**DETTAGLI DEL COMPITO:** Scrivi la parte successiva del testo sul disturbo post-traumatico da stress, proseguendo dopo la sua ultima frase.

Tuttavia mentre nei primi anni Ottanta si faceva riferimento quasi esclusivamente alle conseguenze psicologiche osservabili in soggetti esposti a operazioni di guerra, attualmente le situazioni potenzialmente in grado di portare allo sviluppo del DPTS sono aumentate, mantenendo tuttavia in comune il criterio di “gravità oggettiva estrema” della situazione.

Più nello specifico, nella definizione di trauma viene fatto riferimento a eventi vissuti direttamente, come una aggressione personale violenta, un rapimento, disastri naturali o provocati, gravi incidenti automobilistici, diagnosi di grave malattia. Traumatici sono anche eventi vissuti in qualità di testimoni, come l’osservare il ferimento grave o la morte innaturale di un’altra persona, o anche eventi vissuti da altri ma di cui si è venuti a conoscenza, come aggressione personale violenta, grave incidente o gravi lesioni subite da un familiare o da un amico stretto.

Nel definire quindi un evento come “traumatico”, la nosografia psichiatrica si basa attualmente anche sulla qualità della reazione soggettiva all’evento, risposta che tuttavia comprende una paura intensa e sentimenti d’impotenza o d’orrore.

I sintomi psicopsicologici che seguono l’esposizione al trauma comprendono il rivivere mentalmente continuamente ed intrusivamente l’evento traumatico, sintomi del re-experiencing come i ricordi spiacevoli e intrusivi sotto forma d’immagini, pensieri o percezioni, incubi, l’agire o il sentire come se l’evento si stesse ripresentando, disagio psicologico e reattività fisiologica intensi all’esposizione a fattori scatenanti interni o esterni che rievocano l’evento.

A livello comportamentale vi è l’evitamento persistente degli stimoli associati con il trauma, dei pensieri, sentimenti o conversazioni che riguardano l’evento, l’evitamento di situazioni, luoghi o persone che possono ricordare il trauma.

Può esserci un’amnesia per qualche aspetto importante dell’evento, una marcata diminuzione dell’interesse o della partecipazione ad attività prima piacevoli, oltre al sentirsi distaccati o estranei nei confronti delle altre persone, una marcata riduzione della capacità di provare emozioni, un senso di diminuzione delle prospettive future.

La reazione al trauma può comprendere anche sintomi costanti di aumentato arousal: difficoltà ad addormentarsi o a mantenere il sonno, irritabilità o scoppi di collera, difficoltà a concentrarsi, ipervigilanza e esagerate risposte d’allarme.

(Dati di puntamento per espressioni referenziali)
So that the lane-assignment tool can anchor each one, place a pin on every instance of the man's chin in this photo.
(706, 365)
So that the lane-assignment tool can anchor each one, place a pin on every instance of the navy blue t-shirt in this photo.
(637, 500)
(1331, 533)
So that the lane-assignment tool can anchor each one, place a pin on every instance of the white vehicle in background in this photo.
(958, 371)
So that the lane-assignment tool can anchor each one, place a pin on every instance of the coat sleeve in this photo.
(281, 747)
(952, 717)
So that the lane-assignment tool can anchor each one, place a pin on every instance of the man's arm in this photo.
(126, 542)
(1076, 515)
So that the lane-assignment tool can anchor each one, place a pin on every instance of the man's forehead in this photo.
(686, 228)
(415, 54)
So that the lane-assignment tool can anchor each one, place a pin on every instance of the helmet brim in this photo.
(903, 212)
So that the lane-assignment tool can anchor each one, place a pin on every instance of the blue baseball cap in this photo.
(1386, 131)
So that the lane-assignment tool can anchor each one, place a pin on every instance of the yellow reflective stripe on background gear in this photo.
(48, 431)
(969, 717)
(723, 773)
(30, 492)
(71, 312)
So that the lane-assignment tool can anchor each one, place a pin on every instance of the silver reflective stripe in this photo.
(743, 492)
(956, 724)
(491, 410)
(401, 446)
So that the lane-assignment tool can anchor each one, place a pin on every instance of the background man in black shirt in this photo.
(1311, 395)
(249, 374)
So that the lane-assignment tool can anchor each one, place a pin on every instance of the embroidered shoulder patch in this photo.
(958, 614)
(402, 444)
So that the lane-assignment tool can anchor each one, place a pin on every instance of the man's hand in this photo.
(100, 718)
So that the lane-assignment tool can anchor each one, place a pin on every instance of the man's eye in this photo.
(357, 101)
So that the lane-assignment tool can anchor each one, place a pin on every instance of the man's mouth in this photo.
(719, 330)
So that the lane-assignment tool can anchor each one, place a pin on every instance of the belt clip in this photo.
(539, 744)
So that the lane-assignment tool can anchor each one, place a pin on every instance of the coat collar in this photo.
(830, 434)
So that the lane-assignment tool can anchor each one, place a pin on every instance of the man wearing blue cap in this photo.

**RISPOSTA AL PROBLEMA:**
È possibile inoltre che si presenti un peculiare sentimento di colpa per il fatto di essere sopravvissuti e, a differenza di altri vicini a sé, di “aver avuto la meglio”.

Relativamente ai fattori di vulnerabilità alcune evidenze sembrano suggerire che vi sia un rischio maggiore di sviluppare Disturbo Post Traumatico da Stress (DPTSnelle persone con un livello di istruzione e socioeconomico basso, con difficoltà relazionali, una storia di pregressi disturbi psichiatrici e/o di personalità.

Anche variabili di tipo sociale possono avere una loro influenza sulle risorse della persona nel fronteggiare uno stressor traumatico tra cui: l’indigenza, la trascuratezza, la presenza di disturbi mentali nelle figure di accudimento, una storia familiare di comportamento antisociale, la precoce separazione dai genitori (Carlson 2005; Andrews et al. 2003; Connor e Butterfield 2003).

Alcune ricerche (True et al. 1993) hanno inoltre evidenziato che una parte della varianza nelle risposte al trauma dipende da fattori genetici, sebbene il meccanismo di influenza non sia ancora del tutto chiaro: una possibile spiegazione è che la soglia oltre cui si resta traumatizzati dalla paura e dal senso di impotenza varia da una persona all’altra in parte a causa di differenze genetiche nelle risposte fisiologiche ed emozionali agli stressor, specialmente nella predisposizione alle risposte ansiose.

E’ stata avanzata anche l’ipotesi di una predisposizione biologica non genetica, ossia fattori ambientali ed esperienze di vita possono produrre cambiamenti biologici permanenti: è probabile infatti che le persone con una predisposizione biologica all’ansia sviluppino reazioni più gravi se esposte a un trauma (Carlson 2005).